▸ About this task
Reproduce the line that contains "Keypoint placement for each instance of the silver" and every line after it through the end of the records, exactly, with nothing added.

--- Listed records Enclosed Below ---

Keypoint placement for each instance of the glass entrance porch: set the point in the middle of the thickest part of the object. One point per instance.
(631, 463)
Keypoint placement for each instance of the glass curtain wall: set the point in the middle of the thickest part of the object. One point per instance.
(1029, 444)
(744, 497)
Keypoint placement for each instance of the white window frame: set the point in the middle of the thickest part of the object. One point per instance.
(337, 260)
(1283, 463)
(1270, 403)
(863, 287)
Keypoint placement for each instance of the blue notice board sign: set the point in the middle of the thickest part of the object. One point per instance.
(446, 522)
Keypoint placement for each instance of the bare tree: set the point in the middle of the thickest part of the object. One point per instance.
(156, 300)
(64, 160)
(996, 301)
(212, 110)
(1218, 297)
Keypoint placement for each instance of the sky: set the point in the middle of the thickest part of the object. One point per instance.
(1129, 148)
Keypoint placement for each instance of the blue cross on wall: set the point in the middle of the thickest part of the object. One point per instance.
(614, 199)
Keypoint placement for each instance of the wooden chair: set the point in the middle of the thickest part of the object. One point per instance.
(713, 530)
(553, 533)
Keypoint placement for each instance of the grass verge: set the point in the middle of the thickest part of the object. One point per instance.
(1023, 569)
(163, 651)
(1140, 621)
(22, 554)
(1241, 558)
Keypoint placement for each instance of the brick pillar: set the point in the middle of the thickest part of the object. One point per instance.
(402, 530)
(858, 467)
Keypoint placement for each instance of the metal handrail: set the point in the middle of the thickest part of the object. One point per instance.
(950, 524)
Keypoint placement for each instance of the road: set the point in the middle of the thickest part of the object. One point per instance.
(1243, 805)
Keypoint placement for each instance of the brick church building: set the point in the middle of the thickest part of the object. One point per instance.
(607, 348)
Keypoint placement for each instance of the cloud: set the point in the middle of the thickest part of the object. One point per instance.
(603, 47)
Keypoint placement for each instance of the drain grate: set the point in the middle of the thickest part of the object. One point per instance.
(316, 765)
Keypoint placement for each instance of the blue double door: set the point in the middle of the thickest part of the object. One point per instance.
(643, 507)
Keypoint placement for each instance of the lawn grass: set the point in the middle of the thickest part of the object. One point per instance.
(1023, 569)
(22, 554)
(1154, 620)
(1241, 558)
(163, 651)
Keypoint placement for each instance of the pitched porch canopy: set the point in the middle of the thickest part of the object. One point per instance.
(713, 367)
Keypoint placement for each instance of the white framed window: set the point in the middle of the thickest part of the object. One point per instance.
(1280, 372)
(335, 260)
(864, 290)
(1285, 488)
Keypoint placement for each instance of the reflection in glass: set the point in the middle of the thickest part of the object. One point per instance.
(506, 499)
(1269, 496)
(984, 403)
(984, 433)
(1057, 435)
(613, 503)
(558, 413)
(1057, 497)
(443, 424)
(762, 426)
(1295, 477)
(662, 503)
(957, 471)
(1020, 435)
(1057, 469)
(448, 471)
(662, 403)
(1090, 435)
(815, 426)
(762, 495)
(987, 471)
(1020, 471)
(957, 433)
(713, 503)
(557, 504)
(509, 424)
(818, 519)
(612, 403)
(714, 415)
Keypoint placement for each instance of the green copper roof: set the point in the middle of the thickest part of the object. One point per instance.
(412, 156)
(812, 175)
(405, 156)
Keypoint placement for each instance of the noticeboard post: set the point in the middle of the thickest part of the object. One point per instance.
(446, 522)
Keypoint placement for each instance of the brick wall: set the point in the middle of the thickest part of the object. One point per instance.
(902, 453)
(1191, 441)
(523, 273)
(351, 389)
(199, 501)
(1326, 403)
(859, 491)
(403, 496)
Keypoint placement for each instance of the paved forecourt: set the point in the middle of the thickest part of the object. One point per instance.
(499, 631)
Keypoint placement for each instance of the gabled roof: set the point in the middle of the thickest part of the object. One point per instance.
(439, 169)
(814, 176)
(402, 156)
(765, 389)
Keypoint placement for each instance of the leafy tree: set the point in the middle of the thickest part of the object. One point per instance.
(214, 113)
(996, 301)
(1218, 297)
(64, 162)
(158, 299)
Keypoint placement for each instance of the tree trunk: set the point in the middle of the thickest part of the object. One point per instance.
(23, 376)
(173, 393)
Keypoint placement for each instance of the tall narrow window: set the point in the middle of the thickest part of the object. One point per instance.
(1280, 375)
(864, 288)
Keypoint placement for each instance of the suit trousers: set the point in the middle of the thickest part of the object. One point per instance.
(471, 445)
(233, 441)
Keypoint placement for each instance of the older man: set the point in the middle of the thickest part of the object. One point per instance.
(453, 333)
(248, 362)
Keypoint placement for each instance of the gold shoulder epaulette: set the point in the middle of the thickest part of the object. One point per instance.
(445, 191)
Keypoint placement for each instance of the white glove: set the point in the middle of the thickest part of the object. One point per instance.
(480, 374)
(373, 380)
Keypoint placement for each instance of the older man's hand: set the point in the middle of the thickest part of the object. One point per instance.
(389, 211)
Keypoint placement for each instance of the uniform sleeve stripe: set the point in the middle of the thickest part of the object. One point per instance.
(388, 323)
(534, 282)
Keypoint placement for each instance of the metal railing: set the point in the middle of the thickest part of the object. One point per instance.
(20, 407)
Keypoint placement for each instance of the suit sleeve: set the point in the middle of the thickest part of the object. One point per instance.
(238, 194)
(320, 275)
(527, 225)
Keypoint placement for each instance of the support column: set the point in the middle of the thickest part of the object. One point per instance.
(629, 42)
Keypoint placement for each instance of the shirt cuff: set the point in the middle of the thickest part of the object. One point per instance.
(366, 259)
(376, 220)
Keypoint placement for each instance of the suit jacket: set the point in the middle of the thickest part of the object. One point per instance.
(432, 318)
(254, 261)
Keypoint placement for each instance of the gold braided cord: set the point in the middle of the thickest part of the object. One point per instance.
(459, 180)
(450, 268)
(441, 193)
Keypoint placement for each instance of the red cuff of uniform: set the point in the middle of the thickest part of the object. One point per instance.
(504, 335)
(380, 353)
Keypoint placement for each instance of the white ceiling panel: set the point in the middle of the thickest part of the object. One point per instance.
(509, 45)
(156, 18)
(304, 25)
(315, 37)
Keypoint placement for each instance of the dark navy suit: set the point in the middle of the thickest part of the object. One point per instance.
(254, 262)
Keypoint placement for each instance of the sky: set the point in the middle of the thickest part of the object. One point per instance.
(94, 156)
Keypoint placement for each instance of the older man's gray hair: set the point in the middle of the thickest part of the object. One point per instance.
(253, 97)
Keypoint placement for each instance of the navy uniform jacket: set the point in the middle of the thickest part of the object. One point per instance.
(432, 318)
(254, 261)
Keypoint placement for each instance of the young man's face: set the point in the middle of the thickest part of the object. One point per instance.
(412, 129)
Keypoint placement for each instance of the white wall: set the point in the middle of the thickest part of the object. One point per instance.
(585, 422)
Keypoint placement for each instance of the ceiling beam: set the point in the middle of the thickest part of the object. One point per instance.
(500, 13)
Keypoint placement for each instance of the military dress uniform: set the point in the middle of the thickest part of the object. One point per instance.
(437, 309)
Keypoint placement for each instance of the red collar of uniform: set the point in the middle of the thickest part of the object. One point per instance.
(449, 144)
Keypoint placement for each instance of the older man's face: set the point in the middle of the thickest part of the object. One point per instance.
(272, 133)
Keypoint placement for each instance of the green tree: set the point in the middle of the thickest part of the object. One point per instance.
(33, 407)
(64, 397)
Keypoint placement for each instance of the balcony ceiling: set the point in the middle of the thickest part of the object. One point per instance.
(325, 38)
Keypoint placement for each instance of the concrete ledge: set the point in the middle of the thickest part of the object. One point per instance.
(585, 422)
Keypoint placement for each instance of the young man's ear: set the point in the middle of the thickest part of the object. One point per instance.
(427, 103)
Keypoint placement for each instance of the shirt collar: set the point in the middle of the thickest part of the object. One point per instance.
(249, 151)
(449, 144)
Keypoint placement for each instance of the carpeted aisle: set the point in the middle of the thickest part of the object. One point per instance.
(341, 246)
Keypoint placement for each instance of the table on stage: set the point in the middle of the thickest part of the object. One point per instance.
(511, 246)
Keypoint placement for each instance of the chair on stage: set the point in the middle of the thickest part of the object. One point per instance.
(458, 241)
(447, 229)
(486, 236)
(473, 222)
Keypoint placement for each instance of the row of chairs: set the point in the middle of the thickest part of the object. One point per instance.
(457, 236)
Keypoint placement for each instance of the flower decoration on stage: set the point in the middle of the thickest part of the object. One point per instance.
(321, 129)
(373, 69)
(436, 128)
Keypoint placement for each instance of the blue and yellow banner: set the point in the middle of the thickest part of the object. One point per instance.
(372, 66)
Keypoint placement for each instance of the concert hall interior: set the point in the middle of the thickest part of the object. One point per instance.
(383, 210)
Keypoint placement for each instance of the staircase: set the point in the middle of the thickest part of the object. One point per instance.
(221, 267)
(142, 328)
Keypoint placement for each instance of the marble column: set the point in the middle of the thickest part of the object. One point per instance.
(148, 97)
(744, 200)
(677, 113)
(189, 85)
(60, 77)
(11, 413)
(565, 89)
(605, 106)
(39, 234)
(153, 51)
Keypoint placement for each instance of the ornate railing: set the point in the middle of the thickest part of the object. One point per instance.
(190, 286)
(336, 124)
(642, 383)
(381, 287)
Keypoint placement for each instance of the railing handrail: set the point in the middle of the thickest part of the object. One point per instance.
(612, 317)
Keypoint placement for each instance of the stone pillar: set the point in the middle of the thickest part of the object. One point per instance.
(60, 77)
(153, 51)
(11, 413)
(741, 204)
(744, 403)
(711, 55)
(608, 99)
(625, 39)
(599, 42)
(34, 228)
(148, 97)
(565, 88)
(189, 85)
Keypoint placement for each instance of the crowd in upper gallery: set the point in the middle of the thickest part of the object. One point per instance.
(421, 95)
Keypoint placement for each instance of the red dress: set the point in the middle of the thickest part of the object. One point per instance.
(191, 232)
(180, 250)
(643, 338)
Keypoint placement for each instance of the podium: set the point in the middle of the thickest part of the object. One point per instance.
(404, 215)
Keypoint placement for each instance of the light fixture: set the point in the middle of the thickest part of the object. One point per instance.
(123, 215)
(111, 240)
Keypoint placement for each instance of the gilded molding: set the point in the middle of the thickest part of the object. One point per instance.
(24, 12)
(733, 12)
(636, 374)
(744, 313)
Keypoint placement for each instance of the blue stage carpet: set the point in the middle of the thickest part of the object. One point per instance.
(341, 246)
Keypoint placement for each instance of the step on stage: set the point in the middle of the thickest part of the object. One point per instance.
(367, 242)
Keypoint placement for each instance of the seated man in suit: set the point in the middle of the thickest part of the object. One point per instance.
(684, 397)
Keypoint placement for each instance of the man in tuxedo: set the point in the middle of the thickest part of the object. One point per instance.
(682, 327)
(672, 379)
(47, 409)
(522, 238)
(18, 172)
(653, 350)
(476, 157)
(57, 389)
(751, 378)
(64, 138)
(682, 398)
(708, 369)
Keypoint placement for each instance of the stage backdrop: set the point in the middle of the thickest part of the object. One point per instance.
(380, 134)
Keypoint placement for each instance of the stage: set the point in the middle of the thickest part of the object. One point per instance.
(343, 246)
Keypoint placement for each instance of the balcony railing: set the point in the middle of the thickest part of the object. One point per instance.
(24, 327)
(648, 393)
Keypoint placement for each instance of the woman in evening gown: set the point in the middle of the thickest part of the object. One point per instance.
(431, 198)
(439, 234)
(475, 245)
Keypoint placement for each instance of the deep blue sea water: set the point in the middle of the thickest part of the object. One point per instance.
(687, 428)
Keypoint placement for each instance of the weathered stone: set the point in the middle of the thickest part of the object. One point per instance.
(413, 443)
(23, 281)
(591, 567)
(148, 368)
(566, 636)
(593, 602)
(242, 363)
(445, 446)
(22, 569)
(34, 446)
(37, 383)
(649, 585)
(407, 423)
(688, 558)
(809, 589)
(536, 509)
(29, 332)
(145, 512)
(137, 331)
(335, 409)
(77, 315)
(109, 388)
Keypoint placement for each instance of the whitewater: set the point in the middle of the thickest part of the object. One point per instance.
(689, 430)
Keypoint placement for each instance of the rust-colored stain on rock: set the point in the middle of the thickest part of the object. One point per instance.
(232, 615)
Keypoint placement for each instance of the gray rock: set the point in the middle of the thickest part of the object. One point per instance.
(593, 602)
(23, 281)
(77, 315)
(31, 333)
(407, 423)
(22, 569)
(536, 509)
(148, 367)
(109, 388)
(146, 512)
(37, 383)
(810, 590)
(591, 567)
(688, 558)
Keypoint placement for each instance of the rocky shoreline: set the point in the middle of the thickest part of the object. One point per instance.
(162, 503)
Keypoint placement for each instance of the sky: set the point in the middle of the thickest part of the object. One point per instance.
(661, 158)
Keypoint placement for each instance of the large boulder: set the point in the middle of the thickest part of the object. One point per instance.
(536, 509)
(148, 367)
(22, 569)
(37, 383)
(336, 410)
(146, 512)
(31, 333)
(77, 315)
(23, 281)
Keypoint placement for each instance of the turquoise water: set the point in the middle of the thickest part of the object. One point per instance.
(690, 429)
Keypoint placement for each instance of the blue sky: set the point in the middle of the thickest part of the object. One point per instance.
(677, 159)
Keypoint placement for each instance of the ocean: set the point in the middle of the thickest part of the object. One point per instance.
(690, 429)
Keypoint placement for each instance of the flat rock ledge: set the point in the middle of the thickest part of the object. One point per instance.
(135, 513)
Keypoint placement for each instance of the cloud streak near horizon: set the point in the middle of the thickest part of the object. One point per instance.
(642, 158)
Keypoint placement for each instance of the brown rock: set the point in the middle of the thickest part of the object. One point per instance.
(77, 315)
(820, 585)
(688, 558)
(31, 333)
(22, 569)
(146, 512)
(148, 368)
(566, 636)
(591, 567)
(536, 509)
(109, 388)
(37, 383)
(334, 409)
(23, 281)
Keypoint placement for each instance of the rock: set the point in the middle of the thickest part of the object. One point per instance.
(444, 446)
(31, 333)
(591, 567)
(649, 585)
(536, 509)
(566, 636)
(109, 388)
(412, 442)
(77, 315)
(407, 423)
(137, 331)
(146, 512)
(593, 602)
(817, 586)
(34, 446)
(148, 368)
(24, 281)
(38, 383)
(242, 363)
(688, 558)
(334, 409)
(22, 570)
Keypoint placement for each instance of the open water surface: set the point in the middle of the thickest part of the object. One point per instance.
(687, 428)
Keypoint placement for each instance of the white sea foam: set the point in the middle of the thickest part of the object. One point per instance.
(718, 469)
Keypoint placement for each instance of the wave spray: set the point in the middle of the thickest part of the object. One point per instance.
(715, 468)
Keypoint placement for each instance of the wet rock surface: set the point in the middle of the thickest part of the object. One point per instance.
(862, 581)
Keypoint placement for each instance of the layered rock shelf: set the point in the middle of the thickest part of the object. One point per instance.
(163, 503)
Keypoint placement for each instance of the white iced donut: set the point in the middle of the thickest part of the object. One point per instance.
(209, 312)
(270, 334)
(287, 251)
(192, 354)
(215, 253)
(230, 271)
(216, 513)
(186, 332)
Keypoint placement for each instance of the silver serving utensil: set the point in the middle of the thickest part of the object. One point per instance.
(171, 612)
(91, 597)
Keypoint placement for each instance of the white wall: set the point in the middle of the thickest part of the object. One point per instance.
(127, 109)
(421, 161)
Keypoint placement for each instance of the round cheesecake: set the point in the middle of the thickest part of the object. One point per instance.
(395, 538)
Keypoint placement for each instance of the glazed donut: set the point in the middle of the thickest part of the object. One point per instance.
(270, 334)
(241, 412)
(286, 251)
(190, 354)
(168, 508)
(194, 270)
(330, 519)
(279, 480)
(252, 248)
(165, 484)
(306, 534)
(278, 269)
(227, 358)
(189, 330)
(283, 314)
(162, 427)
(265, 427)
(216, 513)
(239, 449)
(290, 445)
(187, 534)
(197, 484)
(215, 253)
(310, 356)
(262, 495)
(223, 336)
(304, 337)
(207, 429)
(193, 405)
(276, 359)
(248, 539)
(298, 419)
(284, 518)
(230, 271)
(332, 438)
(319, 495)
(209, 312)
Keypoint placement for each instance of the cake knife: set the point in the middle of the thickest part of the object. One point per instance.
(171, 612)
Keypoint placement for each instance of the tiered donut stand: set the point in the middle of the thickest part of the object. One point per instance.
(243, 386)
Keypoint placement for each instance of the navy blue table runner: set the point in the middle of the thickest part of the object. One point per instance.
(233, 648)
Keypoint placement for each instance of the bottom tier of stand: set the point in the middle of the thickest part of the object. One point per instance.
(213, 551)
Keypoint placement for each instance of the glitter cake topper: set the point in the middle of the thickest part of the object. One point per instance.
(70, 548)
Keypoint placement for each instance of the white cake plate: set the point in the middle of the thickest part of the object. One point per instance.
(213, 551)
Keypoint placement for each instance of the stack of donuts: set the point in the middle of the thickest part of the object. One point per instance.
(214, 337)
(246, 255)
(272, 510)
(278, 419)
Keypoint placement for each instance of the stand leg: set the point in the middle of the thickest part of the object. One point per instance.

--- End of Enclosed Listed records ---

▸ Output for this exercise
Keypoint placement for each instance of the silver serving utensil: set the point in the middle of the thickest part of the object. One point per instance.
(171, 612)
(91, 597)
Keypoint placement for each instance of the white wall: set the point in the middle of the thickest part of the object. One point per instance.
(127, 109)
(421, 161)
Keypoint placement for each instance of the round cheesecake: set the point in the middle of the thickest part of the object. One point per instance.
(395, 538)
Keypoint placement for each instance of the glazed donut: set the point in the middle of the thickest part of the object. One point per instance.
(270, 334)
(241, 412)
(286, 251)
(190, 354)
(168, 508)
(194, 270)
(330, 519)
(279, 480)
(252, 248)
(165, 484)
(306, 534)
(278, 269)
(227, 358)
(189, 330)
(283, 314)
(162, 427)
(265, 427)
(216, 513)
(239, 449)
(290, 445)
(187, 534)
(197, 484)
(215, 253)
(310, 356)
(262, 495)
(223, 336)
(304, 337)
(207, 429)
(193, 405)
(276, 359)
(248, 539)
(298, 419)
(284, 518)
(230, 271)
(332, 438)
(319, 495)
(209, 312)
Keypoint placement for each instance of the cake knife: set the point in the middle of the thickest part of the object. One point per instance.
(171, 612)
Keypoint placement for each instance of the tiered donut stand: set the point in the middle of the thickest part of the object. One point per instance.
(243, 386)
Keypoint placement for each instance of the navy blue table runner: set the point in the middle of the thickest part of the object. One point per instance.
(233, 648)
Keypoint placement for each instance of the bottom tier of stand: set the point in the middle of the thickest part of the object. One point per instance.
(213, 551)
Keypoint placement for each instance of the glitter cake topper: set the point in the middle of the thickest part of the object. One point per instance.
(70, 548)
Keypoint placement for each instance of the white cake plate: set the point in the middle of the thickest part of the object. One point per instance.
(213, 551)
Keypoint placement for each instance of the stack of donuts: set the point in the middle of the thickest part of the object. One point per instance.
(214, 337)
(246, 255)
(272, 510)
(278, 419)
Keypoint placement for each instance of the stand leg: set the point in the middle of the thickest part of the object. One point per instance.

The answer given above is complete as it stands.